◆ **PROBLEM DESCRIPTION**: After finding the line containing "of the hedge" below, please output that line and each following one through the line containing "of the bare", exactly as written.

◆ **DATASET CONTENT**:
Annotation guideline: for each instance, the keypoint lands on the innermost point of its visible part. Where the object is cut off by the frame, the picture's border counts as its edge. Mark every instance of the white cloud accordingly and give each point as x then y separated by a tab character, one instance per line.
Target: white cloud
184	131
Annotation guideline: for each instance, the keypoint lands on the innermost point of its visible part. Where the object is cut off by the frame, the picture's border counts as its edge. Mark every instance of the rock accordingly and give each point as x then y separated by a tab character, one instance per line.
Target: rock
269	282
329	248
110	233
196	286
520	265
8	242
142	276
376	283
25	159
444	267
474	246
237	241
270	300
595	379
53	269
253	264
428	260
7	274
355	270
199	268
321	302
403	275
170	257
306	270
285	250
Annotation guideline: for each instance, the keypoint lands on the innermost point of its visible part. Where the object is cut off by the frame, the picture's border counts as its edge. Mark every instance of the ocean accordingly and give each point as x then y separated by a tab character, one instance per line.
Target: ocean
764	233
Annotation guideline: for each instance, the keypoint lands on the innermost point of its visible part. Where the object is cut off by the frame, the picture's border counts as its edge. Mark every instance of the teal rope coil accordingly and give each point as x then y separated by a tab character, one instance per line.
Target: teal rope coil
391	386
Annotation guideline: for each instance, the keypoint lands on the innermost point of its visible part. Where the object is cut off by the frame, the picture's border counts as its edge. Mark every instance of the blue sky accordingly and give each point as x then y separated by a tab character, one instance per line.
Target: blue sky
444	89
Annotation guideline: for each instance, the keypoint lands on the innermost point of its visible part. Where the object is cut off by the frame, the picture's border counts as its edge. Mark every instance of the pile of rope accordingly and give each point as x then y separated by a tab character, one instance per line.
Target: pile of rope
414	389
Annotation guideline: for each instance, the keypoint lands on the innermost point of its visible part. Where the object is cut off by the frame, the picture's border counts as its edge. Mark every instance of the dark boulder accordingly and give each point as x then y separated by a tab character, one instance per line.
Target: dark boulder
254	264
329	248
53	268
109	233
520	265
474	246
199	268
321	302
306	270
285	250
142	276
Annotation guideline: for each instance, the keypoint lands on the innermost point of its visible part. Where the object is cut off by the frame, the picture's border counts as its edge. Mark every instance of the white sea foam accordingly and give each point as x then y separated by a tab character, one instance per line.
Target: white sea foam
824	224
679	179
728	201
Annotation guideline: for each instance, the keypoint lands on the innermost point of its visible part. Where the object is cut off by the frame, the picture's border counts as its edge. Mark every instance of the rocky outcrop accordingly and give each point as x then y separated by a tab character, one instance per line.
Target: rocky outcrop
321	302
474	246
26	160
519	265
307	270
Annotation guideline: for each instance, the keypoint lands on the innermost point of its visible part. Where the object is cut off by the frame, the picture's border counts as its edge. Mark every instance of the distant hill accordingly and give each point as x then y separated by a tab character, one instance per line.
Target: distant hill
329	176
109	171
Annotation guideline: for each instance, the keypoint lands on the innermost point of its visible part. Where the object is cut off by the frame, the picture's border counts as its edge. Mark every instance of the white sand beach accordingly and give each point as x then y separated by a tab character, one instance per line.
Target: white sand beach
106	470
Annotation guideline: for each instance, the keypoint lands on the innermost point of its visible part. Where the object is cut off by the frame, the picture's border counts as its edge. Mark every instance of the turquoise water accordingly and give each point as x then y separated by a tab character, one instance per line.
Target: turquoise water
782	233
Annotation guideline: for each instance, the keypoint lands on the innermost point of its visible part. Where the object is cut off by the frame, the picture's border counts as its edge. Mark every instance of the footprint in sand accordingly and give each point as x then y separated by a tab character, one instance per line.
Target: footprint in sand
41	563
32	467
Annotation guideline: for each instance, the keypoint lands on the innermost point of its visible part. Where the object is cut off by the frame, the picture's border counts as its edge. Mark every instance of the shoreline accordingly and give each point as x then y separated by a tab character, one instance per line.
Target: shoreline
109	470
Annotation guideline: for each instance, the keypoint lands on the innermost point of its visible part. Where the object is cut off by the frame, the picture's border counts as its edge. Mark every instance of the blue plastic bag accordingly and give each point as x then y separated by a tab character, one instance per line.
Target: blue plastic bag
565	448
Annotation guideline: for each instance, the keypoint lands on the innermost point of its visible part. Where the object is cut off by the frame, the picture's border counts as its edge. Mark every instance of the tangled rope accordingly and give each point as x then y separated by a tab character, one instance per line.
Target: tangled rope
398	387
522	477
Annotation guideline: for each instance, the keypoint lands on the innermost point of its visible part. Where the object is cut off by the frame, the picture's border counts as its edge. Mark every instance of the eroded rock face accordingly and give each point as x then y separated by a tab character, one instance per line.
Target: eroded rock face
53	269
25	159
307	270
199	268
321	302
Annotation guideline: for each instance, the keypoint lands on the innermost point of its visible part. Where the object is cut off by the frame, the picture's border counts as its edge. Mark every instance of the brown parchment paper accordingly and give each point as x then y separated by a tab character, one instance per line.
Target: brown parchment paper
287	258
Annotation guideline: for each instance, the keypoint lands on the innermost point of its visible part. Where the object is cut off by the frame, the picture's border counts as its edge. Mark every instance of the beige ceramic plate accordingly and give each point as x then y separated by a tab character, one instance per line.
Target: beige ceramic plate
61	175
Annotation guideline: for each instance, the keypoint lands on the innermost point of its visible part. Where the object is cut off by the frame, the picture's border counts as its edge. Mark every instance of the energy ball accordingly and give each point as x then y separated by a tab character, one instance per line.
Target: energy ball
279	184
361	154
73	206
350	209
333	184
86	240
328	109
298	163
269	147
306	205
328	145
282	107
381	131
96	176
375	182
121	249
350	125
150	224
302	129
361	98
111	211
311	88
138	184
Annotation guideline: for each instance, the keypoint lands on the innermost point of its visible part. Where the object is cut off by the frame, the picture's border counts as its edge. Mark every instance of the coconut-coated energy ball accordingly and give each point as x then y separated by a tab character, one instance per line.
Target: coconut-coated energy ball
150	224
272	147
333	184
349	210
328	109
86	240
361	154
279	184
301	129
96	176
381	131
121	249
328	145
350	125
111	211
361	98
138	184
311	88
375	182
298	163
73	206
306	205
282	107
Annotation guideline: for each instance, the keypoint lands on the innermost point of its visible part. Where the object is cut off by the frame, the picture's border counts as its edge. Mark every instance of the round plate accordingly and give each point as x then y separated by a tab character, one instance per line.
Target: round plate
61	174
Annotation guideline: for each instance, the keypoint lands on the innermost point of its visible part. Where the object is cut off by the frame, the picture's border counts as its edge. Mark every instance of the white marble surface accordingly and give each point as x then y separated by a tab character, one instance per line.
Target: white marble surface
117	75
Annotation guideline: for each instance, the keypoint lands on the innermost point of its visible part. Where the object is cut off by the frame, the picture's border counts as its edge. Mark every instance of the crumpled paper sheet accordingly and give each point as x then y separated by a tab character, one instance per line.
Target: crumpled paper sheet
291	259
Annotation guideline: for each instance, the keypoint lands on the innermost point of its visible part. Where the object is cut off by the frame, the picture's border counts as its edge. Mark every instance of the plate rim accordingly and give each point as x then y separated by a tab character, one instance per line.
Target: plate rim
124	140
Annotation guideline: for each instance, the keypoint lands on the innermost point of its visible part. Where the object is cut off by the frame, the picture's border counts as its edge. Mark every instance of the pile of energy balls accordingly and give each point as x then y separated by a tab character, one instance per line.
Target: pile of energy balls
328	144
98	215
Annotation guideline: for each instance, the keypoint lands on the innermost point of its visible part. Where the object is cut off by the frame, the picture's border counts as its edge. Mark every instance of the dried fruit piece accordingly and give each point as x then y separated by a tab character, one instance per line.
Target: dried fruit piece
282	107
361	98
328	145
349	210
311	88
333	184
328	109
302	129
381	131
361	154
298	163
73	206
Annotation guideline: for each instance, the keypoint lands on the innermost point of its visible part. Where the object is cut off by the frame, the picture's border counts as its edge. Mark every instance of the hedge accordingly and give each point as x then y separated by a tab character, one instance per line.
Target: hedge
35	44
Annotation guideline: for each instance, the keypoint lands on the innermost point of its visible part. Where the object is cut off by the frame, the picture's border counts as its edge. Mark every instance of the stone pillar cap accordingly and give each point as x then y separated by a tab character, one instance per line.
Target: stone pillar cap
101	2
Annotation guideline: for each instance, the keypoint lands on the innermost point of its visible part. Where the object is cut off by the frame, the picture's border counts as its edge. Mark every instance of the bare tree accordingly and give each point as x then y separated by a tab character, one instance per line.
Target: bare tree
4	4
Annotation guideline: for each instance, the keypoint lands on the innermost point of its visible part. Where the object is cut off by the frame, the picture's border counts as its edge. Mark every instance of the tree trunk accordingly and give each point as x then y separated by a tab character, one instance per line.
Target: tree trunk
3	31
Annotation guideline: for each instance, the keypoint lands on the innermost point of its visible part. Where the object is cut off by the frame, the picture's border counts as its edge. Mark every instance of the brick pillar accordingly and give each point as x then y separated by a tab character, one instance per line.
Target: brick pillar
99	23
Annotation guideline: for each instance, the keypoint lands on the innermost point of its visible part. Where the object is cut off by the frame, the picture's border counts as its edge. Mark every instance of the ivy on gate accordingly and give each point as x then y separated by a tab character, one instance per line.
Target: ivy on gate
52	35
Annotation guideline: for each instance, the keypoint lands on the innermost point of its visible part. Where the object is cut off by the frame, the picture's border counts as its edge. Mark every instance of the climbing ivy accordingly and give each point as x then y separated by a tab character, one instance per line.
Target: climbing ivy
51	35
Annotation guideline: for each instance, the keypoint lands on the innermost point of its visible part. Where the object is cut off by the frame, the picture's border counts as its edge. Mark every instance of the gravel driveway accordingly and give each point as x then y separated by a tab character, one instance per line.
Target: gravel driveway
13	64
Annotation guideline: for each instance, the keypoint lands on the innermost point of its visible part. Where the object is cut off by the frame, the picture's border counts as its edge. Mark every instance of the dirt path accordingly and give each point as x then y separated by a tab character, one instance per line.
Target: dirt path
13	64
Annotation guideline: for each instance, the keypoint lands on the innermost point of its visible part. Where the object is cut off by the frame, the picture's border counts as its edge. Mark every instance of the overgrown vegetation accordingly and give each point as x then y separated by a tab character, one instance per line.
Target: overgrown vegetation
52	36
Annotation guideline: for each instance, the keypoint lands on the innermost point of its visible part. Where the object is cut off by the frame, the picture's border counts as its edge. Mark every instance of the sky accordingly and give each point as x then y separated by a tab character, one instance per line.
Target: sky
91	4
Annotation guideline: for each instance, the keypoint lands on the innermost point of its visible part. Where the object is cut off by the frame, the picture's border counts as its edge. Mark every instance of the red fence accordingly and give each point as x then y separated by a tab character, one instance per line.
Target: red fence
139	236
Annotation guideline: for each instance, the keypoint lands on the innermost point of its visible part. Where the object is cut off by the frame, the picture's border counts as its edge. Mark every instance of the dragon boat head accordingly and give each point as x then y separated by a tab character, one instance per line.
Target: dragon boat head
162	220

◆ **RESULT FOR THIS TASK**:
Annotation guideline: for each instance, the keypoint lands on the innermost point of its visible part. Where the object is cut off by the frame, the picture's border counts as its edge. Mark every instance of the hedge accordingly and give each point as x then y separated by a tab character, one instance per line.
Target: hedge
35	44
Annotation guideline: for each instance, the keypoint lands on the innermost point of its visible part. Where the object is cut off by the frame, the picture's border counts as its edge. Mark every instance of the stone pillar cap accordingly and give each point as x then y separated by a tab character, one instance per line.
Target: stone pillar cap
101	2
Annotation guideline: for each instance, the keypoint lands on the innermost point of its visible part. Where the object is cut off by the frame, the picture's border counts as its edge. Mark every instance of the bare tree accordingly and give each point as x then y separated by a tab character, one instance per line.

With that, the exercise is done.